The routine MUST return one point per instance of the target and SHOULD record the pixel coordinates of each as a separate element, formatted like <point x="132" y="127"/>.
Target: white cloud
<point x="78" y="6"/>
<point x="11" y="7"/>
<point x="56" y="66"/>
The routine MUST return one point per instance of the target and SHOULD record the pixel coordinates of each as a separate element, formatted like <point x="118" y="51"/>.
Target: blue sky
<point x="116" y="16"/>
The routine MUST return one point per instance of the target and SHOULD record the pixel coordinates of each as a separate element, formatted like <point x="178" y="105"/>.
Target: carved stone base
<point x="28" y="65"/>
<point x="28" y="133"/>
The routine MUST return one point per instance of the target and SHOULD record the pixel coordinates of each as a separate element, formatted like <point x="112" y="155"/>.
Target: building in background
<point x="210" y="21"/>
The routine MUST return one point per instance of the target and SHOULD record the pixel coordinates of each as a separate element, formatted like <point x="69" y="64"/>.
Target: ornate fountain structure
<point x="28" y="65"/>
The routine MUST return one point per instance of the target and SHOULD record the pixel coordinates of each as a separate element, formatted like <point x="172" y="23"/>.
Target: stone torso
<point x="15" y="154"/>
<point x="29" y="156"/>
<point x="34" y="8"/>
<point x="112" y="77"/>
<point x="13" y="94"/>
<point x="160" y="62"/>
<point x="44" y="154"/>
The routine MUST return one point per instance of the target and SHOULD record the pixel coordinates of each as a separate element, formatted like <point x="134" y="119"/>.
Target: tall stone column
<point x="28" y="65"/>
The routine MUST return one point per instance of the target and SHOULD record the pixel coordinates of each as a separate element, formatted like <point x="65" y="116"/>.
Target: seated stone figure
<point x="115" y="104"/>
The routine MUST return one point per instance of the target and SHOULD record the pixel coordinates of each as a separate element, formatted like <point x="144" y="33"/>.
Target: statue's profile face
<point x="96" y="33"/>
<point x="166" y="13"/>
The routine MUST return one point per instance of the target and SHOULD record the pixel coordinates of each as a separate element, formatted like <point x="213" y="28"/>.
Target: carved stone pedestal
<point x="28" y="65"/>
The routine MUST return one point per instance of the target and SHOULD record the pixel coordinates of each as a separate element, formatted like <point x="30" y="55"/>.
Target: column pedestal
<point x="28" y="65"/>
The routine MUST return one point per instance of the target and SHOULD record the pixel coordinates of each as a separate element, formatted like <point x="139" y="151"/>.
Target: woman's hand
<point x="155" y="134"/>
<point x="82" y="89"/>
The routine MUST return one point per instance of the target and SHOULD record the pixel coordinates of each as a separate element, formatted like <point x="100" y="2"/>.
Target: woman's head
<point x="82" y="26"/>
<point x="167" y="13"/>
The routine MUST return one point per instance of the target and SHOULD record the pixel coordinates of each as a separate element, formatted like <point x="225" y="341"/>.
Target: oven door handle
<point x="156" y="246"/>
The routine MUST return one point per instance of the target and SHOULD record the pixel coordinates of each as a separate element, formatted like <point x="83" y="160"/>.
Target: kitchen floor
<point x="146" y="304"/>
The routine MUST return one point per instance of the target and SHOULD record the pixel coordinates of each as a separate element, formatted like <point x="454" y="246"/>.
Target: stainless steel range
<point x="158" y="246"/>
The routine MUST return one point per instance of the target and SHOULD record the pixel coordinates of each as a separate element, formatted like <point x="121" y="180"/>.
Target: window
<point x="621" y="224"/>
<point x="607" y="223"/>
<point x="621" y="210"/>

> _Task directions_
Extract the entries above verbatim.

> _Exercise answer_
The routine MUST return one point per instance of the target and SHOULD record the pixel coordinates of each as a separate element, formatted like <point x="132" y="127"/>.
Target: white cloud
<point x="78" y="6"/>
<point x="11" y="7"/>
<point x="56" y="66"/>
The routine MUST return one point per instance of the target and SHOULD record the pixel coordinates of each as a separate element, formatted like <point x="118" y="51"/>.
Target: blue sky
<point x="116" y="16"/>
The routine MUST return one point per instance of the target and SHOULD record the pixel coordinates of each as a separate element, formatted like <point x="178" y="105"/>.
Target: carved stone base
<point x="28" y="65"/>
<point x="28" y="133"/>
The routine MUST return one point per instance of the target and SHOULD record the pixel coordinates of each as a separate element, formatted like <point x="112" y="155"/>.
Target: building in background
<point x="210" y="21"/>
The routine MUST return one point per instance of the target and SHOULD record the pixel coordinates of each as a separate element, formatted like <point x="69" y="64"/>.
Target: ornate fountain structure
<point x="28" y="65"/>
The routine MUST return one point per instance of the target and SHOULD record the pixel coordinates of each as a separate element, formatted like <point x="172" y="23"/>.
Target: stone torso
<point x="15" y="154"/>
<point x="29" y="156"/>
<point x="34" y="8"/>
<point x="112" y="77"/>
<point x="13" y="94"/>
<point x="160" y="62"/>
<point x="44" y="154"/>
The routine MUST return one point per instance of the target and SHOULD record the pixel coordinates of each as a separate element, formatted like <point x="134" y="119"/>.
Target: tall stone column
<point x="28" y="65"/>
The routine MUST return one point per instance of the target and SHOULD record the pixel coordinates of each as a separate element, formatted like <point x="65" y="116"/>.
Target: seated stone figure
<point x="115" y="104"/>
The routine MUST return one point per instance of the target and SHOULD record the pixel coordinates of each as a separate element, formatted like <point x="144" y="33"/>.
Target: statue's profile face
<point x="96" y="33"/>
<point x="166" y="13"/>
The routine MUST return one point per instance of the target and SHOULD record the pixel coordinates of each as a separate element, formatted like <point x="213" y="28"/>.
Target: carved stone pedestal
<point x="28" y="65"/>
The routine MUST return one point per instance of the target and SHOULD record the pixel coordinates of each as a separate element, formatted like <point x="30" y="55"/>.
Target: column pedestal
<point x="28" y="65"/>
The routine MUST return one point per instance of the target and SHOULD record the pixel coordinates of each as a separate element, formatted like <point x="139" y="151"/>.
Target: woman's hand
<point x="155" y="134"/>
<point x="82" y="89"/>
The routine MUST return one point per instance of the target and SHOULD record the pixel coordinates of each as a separate element, formatted like <point x="100" y="2"/>.
Target: woman's head
<point x="82" y="26"/>
<point x="167" y="13"/>
The routine MUST return one point per instance of the target and SHOULD record the pixel coordinates of each as a separate element, formatted like <point x="225" y="341"/>.
Target: oven door handle
<point x="156" y="246"/>
The routine MUST return one point per instance of the target and SHOULD record the pixel coordinates of each as a separate element, formatted like <point x="83" y="160"/>.
Target: kitchen floor
<point x="146" y="304"/>
The routine MUST return one point per instance of the target and SHOULD record the pixel coordinates of each as a separate element, formatted like <point x="454" y="246"/>.
Target: stainless steel range
<point x="158" y="246"/>
The routine MUST return one point per instance of the target and SHOULD record the pixel coordinates of each as a separate element, formatted like <point x="121" y="180"/>.
Target: window
<point x="621" y="224"/>
<point x="607" y="223"/>
<point x="621" y="210"/>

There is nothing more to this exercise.